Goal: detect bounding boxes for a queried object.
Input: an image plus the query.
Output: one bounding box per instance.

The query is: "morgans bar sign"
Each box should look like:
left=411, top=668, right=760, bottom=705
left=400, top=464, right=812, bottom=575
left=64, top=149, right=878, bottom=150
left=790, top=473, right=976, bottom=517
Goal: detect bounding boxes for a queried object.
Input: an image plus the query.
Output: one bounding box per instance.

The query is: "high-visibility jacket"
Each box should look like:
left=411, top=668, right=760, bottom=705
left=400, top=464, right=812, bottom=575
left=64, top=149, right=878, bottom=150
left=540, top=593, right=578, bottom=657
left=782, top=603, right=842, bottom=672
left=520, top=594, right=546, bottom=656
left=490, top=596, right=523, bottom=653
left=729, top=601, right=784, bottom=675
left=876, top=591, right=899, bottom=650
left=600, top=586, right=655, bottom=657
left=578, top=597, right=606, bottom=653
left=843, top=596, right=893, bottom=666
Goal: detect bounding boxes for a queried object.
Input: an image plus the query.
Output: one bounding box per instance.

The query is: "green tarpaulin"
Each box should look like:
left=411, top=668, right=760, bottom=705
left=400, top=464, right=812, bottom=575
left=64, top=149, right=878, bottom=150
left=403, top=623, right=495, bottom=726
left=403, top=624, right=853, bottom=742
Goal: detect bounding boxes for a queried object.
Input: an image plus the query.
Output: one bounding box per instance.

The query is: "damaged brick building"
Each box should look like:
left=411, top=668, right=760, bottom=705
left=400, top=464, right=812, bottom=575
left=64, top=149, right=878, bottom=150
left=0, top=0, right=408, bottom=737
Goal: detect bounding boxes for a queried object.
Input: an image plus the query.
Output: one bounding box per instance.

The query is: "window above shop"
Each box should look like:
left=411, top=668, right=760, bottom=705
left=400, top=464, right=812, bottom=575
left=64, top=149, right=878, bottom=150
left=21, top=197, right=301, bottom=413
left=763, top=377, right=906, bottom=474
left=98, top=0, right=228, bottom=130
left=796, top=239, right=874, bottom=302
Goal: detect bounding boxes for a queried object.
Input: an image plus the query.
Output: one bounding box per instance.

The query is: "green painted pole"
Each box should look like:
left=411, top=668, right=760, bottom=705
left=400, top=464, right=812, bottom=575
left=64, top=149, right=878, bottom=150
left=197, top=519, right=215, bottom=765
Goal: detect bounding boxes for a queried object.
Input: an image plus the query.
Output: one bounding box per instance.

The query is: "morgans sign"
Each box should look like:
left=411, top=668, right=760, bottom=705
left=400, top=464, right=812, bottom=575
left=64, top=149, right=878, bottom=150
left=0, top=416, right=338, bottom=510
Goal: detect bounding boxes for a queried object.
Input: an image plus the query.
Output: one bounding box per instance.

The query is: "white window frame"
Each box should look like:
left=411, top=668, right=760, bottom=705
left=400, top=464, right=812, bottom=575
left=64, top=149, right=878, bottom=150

————————

=== Try it ===
What lines above contain the word "green"? Return each such line.

=== Answer section ===
The query is: "green tarpaulin"
The query is: "green painted pole"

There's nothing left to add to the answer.